• Records from a collection:
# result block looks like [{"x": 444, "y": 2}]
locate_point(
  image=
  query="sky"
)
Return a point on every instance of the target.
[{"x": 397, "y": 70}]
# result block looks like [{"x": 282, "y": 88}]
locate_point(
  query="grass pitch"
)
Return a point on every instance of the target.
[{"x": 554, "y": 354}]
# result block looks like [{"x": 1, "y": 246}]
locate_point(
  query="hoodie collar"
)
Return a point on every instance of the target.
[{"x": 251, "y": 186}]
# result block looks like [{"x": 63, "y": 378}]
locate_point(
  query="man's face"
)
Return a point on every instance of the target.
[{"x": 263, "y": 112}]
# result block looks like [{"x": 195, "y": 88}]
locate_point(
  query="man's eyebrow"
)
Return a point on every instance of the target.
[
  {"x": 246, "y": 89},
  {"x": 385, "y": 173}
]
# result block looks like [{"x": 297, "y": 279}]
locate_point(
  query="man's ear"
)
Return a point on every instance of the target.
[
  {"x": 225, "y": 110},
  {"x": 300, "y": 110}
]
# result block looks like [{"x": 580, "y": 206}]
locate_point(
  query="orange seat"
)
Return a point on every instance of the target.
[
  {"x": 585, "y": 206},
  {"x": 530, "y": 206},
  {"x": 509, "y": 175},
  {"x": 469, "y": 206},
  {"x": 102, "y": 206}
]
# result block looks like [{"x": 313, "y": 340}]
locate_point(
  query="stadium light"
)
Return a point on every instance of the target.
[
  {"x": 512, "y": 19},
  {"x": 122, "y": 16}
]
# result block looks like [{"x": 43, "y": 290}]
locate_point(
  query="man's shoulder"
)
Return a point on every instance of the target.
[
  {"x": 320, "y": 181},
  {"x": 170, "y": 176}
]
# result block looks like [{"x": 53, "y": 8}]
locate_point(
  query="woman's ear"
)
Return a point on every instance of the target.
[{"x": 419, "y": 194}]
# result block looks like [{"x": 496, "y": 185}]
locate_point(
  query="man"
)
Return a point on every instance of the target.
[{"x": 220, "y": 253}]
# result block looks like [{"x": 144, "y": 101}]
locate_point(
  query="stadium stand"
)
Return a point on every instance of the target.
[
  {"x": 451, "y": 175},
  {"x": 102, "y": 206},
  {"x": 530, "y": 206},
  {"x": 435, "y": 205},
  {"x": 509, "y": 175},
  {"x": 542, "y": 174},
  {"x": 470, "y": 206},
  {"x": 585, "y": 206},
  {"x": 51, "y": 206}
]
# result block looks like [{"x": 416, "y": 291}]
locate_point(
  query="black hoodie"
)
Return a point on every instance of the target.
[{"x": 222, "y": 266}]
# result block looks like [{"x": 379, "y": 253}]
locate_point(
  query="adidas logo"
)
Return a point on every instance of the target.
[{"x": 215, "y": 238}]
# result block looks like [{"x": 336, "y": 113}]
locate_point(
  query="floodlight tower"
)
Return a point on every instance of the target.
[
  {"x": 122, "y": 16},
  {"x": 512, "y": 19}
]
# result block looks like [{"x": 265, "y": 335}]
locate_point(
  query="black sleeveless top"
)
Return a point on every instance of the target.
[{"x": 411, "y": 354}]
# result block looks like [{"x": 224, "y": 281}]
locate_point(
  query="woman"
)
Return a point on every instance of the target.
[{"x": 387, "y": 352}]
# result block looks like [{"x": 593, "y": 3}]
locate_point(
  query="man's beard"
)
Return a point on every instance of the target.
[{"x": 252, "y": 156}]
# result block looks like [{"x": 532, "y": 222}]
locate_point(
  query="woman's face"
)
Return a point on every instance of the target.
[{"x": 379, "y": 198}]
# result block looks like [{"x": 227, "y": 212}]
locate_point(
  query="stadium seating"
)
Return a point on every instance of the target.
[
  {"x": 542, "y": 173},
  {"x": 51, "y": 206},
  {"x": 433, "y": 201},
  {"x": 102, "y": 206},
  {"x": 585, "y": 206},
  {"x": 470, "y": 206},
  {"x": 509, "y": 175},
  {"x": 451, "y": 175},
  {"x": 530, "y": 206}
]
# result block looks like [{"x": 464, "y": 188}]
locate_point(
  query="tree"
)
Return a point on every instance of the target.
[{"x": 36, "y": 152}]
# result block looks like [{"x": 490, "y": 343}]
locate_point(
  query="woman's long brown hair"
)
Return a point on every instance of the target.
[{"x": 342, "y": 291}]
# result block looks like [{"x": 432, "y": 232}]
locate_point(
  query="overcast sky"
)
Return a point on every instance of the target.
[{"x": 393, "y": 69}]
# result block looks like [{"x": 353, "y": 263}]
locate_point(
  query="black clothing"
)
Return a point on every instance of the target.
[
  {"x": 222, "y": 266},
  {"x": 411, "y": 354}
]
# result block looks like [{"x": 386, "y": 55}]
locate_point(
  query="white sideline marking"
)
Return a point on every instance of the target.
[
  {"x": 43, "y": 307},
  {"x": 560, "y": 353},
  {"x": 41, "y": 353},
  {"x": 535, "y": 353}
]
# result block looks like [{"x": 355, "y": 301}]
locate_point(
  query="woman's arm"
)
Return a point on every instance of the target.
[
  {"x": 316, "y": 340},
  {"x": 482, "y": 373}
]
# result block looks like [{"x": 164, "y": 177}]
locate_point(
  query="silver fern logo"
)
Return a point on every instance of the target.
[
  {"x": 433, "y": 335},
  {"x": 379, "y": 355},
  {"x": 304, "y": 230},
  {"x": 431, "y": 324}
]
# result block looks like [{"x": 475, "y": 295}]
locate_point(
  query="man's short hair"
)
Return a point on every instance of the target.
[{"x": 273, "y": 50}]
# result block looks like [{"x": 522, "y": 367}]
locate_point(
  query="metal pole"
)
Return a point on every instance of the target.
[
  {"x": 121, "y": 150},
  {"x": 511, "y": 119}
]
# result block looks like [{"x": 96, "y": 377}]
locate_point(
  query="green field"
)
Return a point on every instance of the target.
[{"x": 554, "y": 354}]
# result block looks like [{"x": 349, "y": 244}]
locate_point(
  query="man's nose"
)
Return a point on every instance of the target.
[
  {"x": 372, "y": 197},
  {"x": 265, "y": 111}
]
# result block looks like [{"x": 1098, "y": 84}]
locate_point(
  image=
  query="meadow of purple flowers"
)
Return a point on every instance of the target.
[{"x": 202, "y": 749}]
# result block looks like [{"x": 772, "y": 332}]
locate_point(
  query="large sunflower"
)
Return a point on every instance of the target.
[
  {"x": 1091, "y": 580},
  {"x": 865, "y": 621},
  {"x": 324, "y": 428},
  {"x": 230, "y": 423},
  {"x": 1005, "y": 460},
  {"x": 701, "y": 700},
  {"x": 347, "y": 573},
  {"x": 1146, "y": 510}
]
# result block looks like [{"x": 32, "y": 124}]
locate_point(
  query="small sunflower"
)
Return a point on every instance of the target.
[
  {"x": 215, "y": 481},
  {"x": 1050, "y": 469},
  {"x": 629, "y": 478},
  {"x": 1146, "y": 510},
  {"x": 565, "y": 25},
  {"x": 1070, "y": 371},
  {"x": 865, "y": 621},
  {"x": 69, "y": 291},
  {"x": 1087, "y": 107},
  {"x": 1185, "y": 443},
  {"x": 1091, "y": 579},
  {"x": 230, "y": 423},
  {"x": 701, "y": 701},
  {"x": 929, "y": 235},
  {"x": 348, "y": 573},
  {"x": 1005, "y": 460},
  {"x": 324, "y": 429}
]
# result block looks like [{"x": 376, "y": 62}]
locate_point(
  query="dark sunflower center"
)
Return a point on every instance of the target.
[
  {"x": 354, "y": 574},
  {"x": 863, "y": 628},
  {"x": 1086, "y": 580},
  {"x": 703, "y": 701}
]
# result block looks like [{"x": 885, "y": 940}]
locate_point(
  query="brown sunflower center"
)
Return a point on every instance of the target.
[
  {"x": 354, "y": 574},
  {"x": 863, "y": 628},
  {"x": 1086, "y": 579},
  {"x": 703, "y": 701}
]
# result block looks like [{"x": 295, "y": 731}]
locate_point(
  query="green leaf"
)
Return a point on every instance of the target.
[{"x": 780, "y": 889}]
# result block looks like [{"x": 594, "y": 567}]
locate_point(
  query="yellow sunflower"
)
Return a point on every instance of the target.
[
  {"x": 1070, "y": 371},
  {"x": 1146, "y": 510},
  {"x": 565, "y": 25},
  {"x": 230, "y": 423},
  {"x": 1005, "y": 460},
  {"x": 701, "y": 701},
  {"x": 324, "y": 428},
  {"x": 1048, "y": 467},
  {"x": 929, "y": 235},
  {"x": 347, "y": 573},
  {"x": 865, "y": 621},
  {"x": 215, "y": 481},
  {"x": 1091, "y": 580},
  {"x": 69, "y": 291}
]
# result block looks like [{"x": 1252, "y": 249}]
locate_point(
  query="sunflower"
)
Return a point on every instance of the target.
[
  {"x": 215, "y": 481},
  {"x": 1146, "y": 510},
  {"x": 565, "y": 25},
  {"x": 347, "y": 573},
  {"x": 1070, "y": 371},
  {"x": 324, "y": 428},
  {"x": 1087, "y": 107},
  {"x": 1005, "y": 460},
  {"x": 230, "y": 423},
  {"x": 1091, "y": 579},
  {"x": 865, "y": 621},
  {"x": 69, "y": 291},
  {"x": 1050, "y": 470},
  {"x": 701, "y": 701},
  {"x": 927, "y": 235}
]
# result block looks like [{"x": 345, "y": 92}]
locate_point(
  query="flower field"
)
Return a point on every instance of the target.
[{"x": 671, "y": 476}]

• WRITTEN EXERCISE:
Please count the lines in the material above that contain the string "hoodie", treating uppercase and lowercase letters as different. Reply with the number alone.

• WORKED SOLUTION:
2